### Provided data:

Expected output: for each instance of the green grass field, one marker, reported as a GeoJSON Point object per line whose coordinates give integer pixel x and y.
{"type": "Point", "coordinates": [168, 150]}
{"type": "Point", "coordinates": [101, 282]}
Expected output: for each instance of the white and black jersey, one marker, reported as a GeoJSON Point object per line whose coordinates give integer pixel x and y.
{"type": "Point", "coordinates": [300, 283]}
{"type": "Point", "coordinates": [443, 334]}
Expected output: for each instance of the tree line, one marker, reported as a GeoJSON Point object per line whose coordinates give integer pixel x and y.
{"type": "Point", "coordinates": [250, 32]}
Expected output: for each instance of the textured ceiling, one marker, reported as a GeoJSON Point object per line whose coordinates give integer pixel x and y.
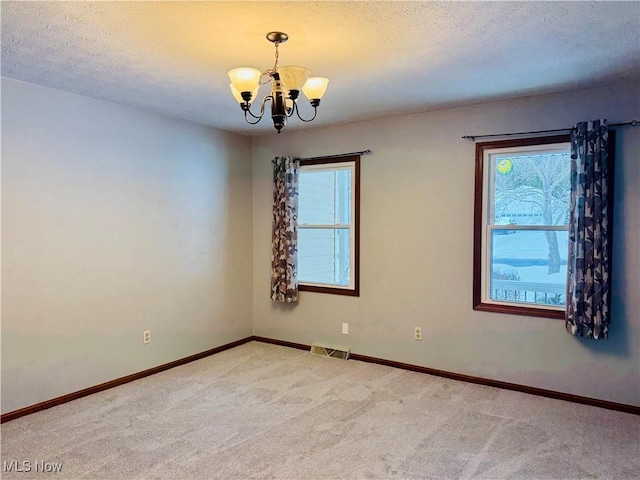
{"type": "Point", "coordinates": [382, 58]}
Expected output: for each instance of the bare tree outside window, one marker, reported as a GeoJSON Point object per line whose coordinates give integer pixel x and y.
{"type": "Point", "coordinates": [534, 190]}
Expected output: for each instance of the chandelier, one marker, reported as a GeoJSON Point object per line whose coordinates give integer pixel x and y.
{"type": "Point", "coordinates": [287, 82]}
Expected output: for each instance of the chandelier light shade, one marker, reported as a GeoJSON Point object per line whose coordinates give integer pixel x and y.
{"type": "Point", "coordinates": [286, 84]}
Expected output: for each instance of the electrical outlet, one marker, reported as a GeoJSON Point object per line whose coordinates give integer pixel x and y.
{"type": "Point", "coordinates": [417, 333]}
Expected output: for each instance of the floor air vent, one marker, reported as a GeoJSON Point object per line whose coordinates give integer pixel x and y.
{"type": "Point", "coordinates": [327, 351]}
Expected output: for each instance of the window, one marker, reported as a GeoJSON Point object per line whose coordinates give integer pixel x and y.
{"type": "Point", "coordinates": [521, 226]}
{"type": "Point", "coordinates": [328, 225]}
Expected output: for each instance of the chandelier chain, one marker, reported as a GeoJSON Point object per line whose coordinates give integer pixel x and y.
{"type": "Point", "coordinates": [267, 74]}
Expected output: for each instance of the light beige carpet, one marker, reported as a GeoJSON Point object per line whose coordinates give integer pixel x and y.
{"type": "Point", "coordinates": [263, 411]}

### Written task:
Present every line of the rows above as a numbered list. Omit blank lines and the pictures.

### Exercise solution:
1. Expected output: for each instance of the green grass field, one marker, reported as a GeoJSON Point object per line whose coordinates give integer pixel x and y.
2. {"type": "Point", "coordinates": [168, 150]}
3. {"type": "Point", "coordinates": [101, 282]}
4. Expected output: for each instance of the white and black jersey, one marker, reported as a GeoJSON Point object per line whose coordinates give integer pixel x and y.
5. {"type": "Point", "coordinates": [300, 283]}
6. {"type": "Point", "coordinates": [443, 334]}
7. Expected output: for each instance of the tree line, one marker, reported as a GeoJSON Point object per line whose coordinates give integer pixel x and y.
8. {"type": "Point", "coordinates": [250, 32]}
9. Expected output: for each instance of the textured ceiling, one marker, reported as a GeoJSON Point object per line whose coordinates give integer pixel x and y.
10. {"type": "Point", "coordinates": [382, 58]}
11. Expected output: for each instance of the bare tree outside window, one marker, reported as a GeoJSON Point object per line whose coordinates give integer pixel x and y.
12. {"type": "Point", "coordinates": [534, 190]}
13. Expected output: for each instance of the chandelier, one marker, reported as a GeoJSON Point object per line whose coordinates give integer pixel x and y.
14. {"type": "Point", "coordinates": [287, 82]}
15. Expected output: for each instance of the chandelier light shade, one marker, reported as a GeoJSON Point object per line whose coordinates give integer pixel x and y.
16. {"type": "Point", "coordinates": [286, 84]}
17. Expected output: for each instance of the electrical outlet, one marker, reported as a GeoJSON Point object per line whose coordinates give integer pixel x and y.
18. {"type": "Point", "coordinates": [417, 333]}
19. Expected output: for each instance of the floor air vent, one marker, reported as a GeoJSON Point object per line whose coordinates give integer pixel x and y.
20. {"type": "Point", "coordinates": [327, 351]}
21. Expected output: for each instance of the window, one marker, reported as a GeoJSON Point object per line whose coordinates give integer pixel x and y.
22. {"type": "Point", "coordinates": [521, 226]}
23. {"type": "Point", "coordinates": [328, 225]}
24. Expected output: for each instance of the chandelier chain, one marker, reported as a GeoJSON Point object per line whose coordinates give integer pixel x and y.
25. {"type": "Point", "coordinates": [267, 74]}
26. Expected output: for each instance of the light beige carpet, one marker, reported as a GeoJSON Point object per line whose coordinates give integer pixel x and y.
27. {"type": "Point", "coordinates": [263, 411]}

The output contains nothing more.